-- Written request --
Pull out each line in the items below that contains the word "pink", and list those lines.

((

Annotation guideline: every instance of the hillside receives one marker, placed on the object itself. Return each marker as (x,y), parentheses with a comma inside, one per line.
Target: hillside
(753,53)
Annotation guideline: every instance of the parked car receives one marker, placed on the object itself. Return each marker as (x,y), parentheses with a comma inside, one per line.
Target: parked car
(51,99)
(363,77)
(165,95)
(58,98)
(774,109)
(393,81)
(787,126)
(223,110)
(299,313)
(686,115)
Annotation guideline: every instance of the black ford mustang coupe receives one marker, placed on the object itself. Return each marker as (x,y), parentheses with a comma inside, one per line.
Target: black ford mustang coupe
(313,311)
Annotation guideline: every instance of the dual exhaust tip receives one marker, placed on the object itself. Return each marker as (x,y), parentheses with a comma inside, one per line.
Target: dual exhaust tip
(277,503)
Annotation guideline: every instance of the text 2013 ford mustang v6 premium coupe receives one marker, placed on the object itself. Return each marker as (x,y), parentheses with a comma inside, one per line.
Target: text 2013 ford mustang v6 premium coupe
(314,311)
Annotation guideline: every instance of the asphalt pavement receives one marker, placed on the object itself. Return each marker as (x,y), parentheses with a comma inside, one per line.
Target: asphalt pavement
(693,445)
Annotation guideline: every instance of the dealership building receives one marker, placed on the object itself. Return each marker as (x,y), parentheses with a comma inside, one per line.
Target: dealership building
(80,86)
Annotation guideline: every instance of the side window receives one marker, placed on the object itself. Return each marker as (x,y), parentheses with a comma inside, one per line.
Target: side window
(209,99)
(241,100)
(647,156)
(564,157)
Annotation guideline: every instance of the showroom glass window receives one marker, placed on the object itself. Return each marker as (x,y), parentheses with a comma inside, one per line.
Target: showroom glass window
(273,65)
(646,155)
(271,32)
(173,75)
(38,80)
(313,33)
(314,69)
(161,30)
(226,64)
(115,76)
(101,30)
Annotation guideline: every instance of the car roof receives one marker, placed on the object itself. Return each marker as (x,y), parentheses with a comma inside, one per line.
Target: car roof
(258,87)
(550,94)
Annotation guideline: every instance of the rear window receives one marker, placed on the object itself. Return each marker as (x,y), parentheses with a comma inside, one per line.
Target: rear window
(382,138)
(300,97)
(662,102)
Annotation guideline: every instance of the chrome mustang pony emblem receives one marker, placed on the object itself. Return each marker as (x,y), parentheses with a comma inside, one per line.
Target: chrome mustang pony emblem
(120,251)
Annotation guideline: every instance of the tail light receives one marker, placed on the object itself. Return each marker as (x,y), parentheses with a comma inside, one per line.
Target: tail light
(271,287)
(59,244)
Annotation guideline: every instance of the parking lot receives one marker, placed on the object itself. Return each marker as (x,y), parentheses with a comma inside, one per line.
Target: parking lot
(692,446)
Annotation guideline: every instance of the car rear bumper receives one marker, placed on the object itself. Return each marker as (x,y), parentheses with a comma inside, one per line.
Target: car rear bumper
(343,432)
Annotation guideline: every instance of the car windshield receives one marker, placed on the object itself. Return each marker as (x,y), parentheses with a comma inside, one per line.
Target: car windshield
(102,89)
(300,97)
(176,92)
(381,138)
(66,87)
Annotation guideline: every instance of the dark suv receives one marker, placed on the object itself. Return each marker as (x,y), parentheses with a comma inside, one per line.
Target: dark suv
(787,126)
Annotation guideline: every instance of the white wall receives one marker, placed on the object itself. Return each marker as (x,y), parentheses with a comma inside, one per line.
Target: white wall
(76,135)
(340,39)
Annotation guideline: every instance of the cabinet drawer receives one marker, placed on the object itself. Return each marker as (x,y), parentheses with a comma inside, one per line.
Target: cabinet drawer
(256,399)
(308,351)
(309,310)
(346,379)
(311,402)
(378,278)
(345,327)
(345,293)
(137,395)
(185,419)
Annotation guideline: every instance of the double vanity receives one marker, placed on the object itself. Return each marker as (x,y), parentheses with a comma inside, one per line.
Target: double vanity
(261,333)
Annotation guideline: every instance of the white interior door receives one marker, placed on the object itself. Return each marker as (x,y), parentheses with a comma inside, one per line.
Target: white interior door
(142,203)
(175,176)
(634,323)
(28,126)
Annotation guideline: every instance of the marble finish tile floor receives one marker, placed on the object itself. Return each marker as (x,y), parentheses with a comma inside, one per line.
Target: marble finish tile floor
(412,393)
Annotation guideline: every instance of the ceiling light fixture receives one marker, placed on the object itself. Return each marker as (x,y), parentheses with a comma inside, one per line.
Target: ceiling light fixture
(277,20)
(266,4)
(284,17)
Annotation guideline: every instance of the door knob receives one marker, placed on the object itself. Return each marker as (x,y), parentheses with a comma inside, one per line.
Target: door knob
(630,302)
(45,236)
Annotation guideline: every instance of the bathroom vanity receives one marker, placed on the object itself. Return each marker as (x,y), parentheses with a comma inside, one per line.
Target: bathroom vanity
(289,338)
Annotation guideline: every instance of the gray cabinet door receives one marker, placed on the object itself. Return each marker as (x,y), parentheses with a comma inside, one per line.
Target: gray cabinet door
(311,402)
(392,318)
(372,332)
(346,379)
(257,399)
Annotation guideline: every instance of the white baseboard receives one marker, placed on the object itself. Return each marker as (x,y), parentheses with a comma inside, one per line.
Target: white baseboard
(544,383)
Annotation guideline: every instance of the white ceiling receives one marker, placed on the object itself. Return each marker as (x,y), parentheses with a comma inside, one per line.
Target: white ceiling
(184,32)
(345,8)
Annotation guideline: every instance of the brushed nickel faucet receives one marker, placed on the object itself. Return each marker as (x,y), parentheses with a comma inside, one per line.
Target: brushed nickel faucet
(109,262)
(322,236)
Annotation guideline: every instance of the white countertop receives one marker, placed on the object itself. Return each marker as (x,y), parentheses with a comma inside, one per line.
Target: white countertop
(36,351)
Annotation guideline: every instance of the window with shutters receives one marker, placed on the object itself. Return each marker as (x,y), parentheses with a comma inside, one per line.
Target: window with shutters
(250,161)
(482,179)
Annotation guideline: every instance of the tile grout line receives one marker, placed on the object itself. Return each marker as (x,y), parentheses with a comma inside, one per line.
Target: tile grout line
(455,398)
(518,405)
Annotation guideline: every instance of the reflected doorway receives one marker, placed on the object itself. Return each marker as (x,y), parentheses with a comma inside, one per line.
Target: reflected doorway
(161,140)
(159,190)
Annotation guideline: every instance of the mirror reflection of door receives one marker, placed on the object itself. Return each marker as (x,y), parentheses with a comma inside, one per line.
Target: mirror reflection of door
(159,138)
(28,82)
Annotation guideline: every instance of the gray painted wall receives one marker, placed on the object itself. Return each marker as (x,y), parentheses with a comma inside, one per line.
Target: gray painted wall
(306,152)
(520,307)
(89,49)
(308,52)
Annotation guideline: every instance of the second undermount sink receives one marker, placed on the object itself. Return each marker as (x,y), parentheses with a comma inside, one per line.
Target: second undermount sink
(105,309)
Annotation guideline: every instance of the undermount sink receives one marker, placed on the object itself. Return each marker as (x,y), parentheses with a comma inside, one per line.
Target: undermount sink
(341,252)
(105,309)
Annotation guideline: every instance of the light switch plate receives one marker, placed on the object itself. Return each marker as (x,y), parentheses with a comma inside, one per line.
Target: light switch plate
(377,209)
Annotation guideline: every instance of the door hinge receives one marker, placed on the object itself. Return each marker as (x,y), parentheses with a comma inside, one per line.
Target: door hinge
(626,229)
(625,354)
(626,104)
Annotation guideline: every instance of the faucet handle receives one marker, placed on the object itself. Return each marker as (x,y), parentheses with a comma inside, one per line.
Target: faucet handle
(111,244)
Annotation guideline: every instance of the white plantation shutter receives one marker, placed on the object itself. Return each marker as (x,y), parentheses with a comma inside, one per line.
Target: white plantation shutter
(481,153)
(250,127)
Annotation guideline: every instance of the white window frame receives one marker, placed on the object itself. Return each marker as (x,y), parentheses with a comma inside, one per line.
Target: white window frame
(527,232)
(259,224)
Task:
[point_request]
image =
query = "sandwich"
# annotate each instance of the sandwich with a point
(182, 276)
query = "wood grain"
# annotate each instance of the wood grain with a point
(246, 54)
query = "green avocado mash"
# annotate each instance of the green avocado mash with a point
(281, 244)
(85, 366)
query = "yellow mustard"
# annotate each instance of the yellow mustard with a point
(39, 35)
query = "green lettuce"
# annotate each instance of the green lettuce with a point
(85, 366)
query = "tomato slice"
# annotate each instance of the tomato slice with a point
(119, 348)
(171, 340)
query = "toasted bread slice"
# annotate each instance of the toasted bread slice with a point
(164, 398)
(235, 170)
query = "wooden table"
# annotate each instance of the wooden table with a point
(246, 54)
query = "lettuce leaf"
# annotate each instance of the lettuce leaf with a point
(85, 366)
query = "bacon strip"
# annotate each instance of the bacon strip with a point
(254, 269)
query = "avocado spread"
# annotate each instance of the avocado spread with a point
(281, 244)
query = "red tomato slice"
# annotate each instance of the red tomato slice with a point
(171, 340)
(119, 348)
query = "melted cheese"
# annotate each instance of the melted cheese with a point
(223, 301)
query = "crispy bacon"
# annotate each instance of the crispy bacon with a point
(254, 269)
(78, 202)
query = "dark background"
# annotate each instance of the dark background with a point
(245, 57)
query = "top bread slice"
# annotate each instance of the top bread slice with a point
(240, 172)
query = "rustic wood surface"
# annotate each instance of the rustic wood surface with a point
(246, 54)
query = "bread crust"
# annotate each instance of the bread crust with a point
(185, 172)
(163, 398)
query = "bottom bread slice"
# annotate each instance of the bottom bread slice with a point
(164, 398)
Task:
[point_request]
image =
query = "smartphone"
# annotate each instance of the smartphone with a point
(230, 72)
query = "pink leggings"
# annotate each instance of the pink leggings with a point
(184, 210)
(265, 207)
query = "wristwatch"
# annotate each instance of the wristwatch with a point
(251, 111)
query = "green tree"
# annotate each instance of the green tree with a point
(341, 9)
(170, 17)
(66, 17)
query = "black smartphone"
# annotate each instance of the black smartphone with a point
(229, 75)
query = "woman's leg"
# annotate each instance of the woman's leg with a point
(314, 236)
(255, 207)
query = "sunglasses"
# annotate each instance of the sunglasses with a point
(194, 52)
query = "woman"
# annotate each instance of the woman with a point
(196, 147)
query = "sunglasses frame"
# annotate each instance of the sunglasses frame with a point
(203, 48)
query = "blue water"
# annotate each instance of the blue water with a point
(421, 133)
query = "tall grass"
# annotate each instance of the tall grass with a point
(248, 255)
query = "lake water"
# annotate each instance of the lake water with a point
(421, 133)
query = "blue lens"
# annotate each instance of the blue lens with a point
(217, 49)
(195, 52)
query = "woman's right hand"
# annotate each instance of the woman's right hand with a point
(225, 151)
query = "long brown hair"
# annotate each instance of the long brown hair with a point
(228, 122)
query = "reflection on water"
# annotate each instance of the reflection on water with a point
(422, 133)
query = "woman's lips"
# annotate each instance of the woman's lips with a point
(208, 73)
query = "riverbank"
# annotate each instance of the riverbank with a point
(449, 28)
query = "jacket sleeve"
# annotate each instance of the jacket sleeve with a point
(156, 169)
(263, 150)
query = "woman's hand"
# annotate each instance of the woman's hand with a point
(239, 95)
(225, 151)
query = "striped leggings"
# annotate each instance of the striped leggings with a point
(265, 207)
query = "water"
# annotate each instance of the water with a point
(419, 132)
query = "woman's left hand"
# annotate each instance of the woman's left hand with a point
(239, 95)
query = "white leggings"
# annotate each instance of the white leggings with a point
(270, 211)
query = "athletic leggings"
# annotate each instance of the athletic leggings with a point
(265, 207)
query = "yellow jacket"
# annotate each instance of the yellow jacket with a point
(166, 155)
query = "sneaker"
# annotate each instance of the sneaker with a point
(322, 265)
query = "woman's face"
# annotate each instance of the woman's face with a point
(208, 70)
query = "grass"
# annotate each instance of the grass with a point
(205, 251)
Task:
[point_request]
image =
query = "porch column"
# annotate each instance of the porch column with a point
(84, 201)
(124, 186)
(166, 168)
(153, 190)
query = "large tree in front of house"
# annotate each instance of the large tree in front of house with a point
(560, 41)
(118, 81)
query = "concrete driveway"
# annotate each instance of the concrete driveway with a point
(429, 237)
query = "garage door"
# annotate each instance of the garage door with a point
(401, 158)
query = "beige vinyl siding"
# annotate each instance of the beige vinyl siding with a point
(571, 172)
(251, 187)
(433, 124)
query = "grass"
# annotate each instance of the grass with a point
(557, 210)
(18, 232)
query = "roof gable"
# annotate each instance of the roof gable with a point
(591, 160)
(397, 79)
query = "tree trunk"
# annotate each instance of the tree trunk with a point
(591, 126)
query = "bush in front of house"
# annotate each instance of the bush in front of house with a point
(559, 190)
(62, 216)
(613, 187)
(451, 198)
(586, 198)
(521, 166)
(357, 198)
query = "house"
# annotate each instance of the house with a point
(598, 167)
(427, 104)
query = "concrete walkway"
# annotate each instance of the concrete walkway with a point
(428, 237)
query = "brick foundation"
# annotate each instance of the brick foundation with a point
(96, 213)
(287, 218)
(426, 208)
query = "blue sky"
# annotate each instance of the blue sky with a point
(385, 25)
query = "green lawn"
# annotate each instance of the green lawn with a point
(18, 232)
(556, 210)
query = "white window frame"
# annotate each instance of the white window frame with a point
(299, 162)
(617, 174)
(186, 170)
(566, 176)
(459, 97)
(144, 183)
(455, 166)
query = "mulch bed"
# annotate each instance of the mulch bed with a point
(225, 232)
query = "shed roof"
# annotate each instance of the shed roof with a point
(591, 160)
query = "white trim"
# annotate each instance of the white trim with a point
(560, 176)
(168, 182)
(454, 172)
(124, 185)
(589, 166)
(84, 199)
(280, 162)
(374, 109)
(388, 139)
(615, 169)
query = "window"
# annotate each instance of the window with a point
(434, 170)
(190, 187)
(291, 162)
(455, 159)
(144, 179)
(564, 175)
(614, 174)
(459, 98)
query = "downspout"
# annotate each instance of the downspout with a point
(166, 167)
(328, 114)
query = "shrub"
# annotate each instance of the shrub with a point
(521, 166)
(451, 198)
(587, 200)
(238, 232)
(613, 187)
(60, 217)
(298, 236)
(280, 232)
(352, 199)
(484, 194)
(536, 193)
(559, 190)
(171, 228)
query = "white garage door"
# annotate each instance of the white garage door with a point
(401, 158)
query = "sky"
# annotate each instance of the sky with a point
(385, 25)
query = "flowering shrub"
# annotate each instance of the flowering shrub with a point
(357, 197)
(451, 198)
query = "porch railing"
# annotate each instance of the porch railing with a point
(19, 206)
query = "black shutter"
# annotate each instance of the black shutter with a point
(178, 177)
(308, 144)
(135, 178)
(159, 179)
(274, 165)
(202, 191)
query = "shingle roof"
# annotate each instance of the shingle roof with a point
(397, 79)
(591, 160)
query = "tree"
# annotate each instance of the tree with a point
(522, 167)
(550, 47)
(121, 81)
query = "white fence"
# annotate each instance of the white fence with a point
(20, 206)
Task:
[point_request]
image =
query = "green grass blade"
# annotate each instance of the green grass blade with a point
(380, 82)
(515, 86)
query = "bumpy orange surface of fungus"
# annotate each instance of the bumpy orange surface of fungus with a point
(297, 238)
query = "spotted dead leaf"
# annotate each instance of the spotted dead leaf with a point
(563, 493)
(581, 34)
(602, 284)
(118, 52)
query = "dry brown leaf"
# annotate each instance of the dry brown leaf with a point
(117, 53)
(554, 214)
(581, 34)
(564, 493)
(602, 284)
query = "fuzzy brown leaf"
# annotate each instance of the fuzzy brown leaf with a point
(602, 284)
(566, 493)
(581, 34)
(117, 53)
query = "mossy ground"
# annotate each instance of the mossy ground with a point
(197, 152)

))

-- Task result --
query = "pink leggings"
# annotate each instance of the pink leggings with a point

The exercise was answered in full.